Lesetext:
□ □ □ □ □

Schlußwort über neue Geselligkeit

[175] Unter gutem Ton dürfen wir uns keine schwerfällige oder spitzfindige Affektation vorstellen, wie sie einst vielleicht gebräuchlich war. Wohl mußte der gute Ton zum Rüstzeug verschiedener Zeremonien greifen, um sich wieder einzuführen und gesittetes Dasein wieder aufleben zu lassen nach katastrophaler Verwilderung. Dies ist öfters in der europäischen Geschichte zu ersehen.

Nach der Verwilderung der römischen Bürgerkriege erhebt sich majestätisch siegreich der gute Ton im augusteischen Zeitalter, dann nach der Barbarei der Völkerwanderung und erlebt eine lange Blüte in höflicher Zucht und Sitte, ersteht neu nach dem 30jährigen Krieg, nach den Bürgerkriegen in England und Frankreich, die eine Verrohung der Manieren und dementsprechend des Gemüts nach sich zogen: er rüstet sich mit neuen Zeremonien, um eine veränderte Erscheinung des Kulturmenschen zu gewährleisten.

□ □ □ □ □

(Punktbasierte Annotationsdaten)
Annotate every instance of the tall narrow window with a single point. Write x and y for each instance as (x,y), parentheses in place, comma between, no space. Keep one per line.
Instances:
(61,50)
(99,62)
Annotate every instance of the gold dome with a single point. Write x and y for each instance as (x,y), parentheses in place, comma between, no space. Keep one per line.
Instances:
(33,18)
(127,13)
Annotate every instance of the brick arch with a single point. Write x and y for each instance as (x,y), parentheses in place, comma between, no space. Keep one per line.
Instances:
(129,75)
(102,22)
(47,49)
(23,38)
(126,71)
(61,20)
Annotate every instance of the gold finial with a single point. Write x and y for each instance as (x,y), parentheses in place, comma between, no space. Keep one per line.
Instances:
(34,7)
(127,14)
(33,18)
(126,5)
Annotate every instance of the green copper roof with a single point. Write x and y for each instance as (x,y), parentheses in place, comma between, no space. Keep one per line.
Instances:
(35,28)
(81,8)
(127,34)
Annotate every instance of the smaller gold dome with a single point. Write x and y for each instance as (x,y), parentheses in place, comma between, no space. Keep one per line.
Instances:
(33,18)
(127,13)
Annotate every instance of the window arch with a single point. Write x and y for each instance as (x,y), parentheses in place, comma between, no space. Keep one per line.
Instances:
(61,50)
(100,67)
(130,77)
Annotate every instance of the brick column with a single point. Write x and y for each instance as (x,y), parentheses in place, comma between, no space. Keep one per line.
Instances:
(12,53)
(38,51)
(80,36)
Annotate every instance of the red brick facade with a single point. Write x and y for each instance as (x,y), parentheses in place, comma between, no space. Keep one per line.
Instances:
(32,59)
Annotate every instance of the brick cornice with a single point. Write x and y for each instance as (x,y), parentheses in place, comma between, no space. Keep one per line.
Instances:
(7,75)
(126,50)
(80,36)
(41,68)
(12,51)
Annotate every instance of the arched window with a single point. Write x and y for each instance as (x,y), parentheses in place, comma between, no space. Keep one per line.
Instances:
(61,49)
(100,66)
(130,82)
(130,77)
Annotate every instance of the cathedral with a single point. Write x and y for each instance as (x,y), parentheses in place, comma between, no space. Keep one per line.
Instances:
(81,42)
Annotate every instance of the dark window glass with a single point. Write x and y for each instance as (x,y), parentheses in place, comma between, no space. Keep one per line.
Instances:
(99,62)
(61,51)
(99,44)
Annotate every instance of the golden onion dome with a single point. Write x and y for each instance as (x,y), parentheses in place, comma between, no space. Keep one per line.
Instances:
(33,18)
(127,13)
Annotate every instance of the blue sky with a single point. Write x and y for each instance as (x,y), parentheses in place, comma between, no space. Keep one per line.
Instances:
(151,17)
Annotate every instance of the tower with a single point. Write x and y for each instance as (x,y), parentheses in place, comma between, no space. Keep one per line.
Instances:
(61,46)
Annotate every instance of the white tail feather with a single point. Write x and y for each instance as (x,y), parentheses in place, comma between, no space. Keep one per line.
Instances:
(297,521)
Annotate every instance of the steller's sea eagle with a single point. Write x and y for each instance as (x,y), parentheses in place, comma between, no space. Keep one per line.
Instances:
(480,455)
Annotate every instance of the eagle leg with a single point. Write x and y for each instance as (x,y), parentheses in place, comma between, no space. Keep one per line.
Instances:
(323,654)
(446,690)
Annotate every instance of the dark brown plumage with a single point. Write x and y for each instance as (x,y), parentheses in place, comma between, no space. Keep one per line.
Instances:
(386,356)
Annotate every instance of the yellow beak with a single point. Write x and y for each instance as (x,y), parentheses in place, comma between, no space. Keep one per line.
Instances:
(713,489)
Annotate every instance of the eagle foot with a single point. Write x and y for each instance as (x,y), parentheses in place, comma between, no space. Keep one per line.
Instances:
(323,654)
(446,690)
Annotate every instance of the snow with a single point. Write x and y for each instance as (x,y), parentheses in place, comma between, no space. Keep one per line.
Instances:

□ □ □ □ □

Anweisungen:
[1] Filtere jede Zeile heraus, die die Zeichenfolge „dark“ enthält, und gib diese Zeilen unverändert wieder. Groß- und Kleinschreibung sind dabei zu beachten.
[2] Fahre mit dem Text über den guten Ton an der Stelle fort, an der er aufhört.
Der Text über den guten Ton und die Zeilen hängen nicht miteinander zusammen.

Antworten je Aufgabe:
[1]
Annotate every instance of the dark window glass with a single point. Write x and y for each instance as (x,y), parentheses in place, comma between, no space. Keep one per line.
Annotate every instance of the dark brown plumage with a single point. Write x and y for each instance as (x,y), parentheses in place, comma between, no space. Keep one per line.

[2]
Das zeremoniöse, mit steifer Höflichkeit in Szene gesetzte Duell wurde zur Kampfansage des guten Tones gegen gemeine, wilde und versoffene Rauferei, gegen Blutrache und Mord. Das zeremoniös bestimmte, galante Benehmen dem Frauenzimmer gegenüber sollte der überhand nehmenden Brutalität einen Riegel vorschieben. Wir sehen, daß viele heute[175] abgebrauchte Konventionen, deren sich der gute Ton unterwerfen mußte, historisch bedingt sind. Im Grunde ist er ja nichts anderes als jenes Kunstgefühl für die »Tugend«, das unsere Klassiker meinten, jenes »Ziemliche«, das von den Lippen edler Frauen immer wieder verkündet wurde, jenes freundlich ernste Gebot der Herzensbildung: »Erlaubt ist, was sich ziemt.«

Der erste Schritt zur Zivilisation ist die Achtung vor dem Schicklichen, der erste Schritt zur Verwilderung, die Abkehr vorm Schicklichen, der Verlust von Erfurcht und Anstandsgefühl. Daran kann keine Zeit etwas ändern.

Was hier in kurzen Abschnitten dem Herrn und der Dame als Leitfaden geboten ist, zeigt, wie man sich benehmen soll, um nicht Anstoß zu erregen; es sind Winke das Leben zu erleichtern, indem unnötige Zweifel beseitigt werden. Das Buch möchte beratend einwirken, ohne schroff zu sagen: so und nicht anders gehört es sich. Da der gute Ton im Verkehr mit dem lieben Nächsten zum Ausdruck kommt, bilde eine kleine Betrachtung über neue Geselligkeit den Abschluß.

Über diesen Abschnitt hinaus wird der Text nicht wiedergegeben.